Tarefas propostas -
(A) De acordo com o texto sobre a infância, quantas pessoas com até 19 anos já têm excesso de peso no Brasil?
(B) Transcreva o texto sobre a infância começando em "Preocupação com a" e terminando em "peso no país.".

Trecho de origem -
────

Preocupação com a infância
A comissão sobre saúde e bem-estar de adolescentes da revista científica The Lancet publicou neste mês um estudo que revela que um em cada quatro jovens vão ter obesidade ou sobrepeso até 2030. O Brasil e os países da América Latina são um ponto de preocupação, conforme a revista. Atualmente, cerca de 15,5 milhões de pessoas com até 19 anos já possuem excesso de peso no país.
“Ainda há subvalorização nas escolas, especialmente no que diz respeito à introdução de uma vida ativa desde cedo nas crianças. Agora, se desde criança a educação física e os exercícios estão inseridos no hábito de vida, o desenvolvimento cerebral e físico é outro. Estamos falando de um direito fundamental que, se bem planejado e executado, é mais barato do que tratar doenças”, reforçou o presidente do CREF.
“O custo com saúde pública é altíssimo e crescente. As secretarias de saúde costumam ser as que mais consomem recursos dos municípios. E o limite de gasto? Não há. Com o aumento do sedentarismo, hipertensão, cardiopatias... Como resolver isso? Desde o início, com estímulos na infância. Uma criança fisicamente ativa tende a ser um adulto ativo e com níveis adequados de saúde.”

────

(Dados de localização por ponto em cada instância)
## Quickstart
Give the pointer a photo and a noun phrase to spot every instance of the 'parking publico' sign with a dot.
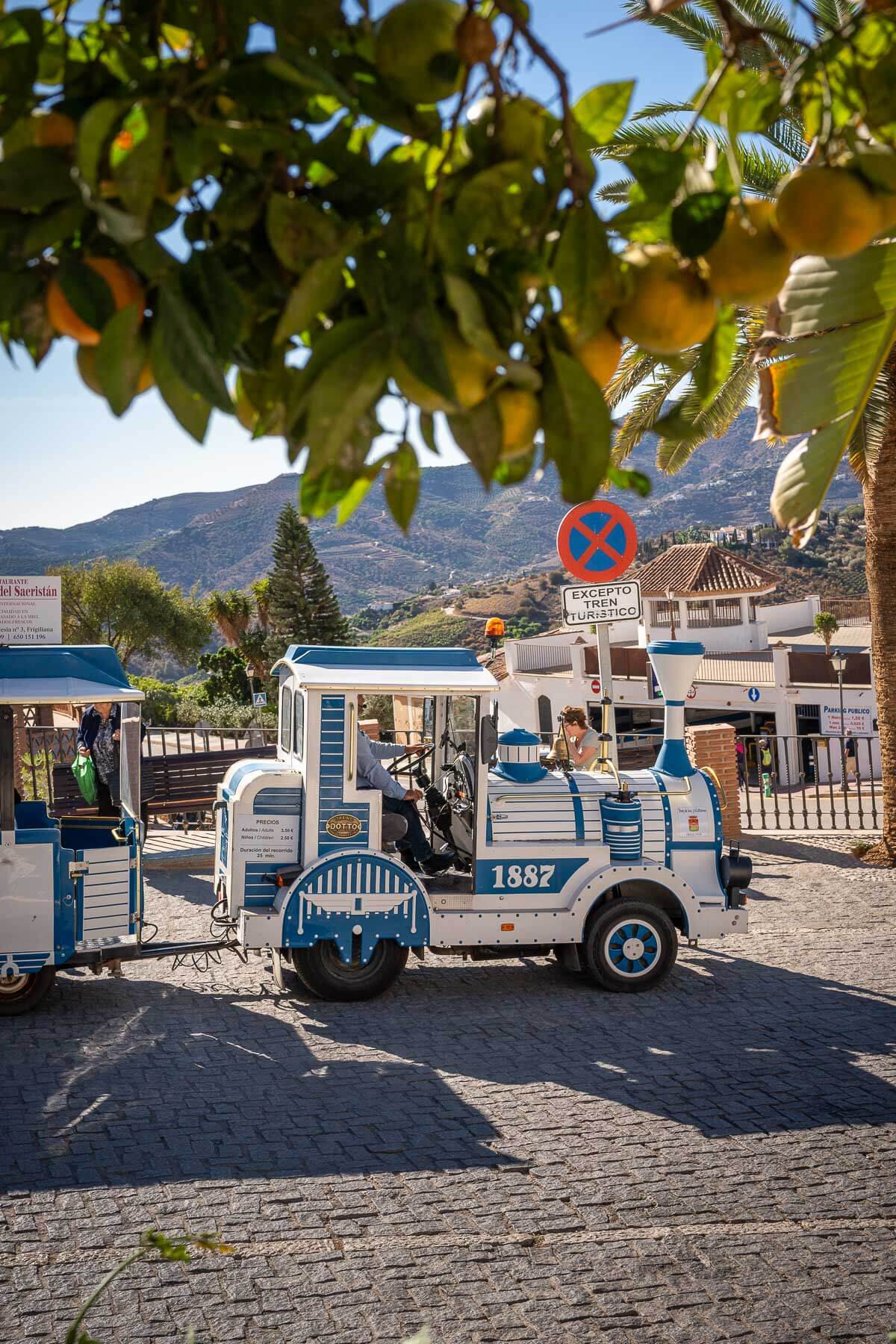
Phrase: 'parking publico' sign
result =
(597, 604)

────

Respostas por tarefa -
(A) Cerca de 15,5 milhões.

(B)
Preocupação com a infância
A comissão sobre saúde e bem-estar de adolescentes da revista científica The Lancet publicou neste mês um estudo que revela que um em cada quatro jovens vão ter obesidade ou sobrepeso até 2030. O Brasil e os países da América Latina são um ponto de preocupação, conforme a revista. Atualmente, cerca de 15,5 milhões de pessoas com até 19 anos já possuem excesso de peso no país.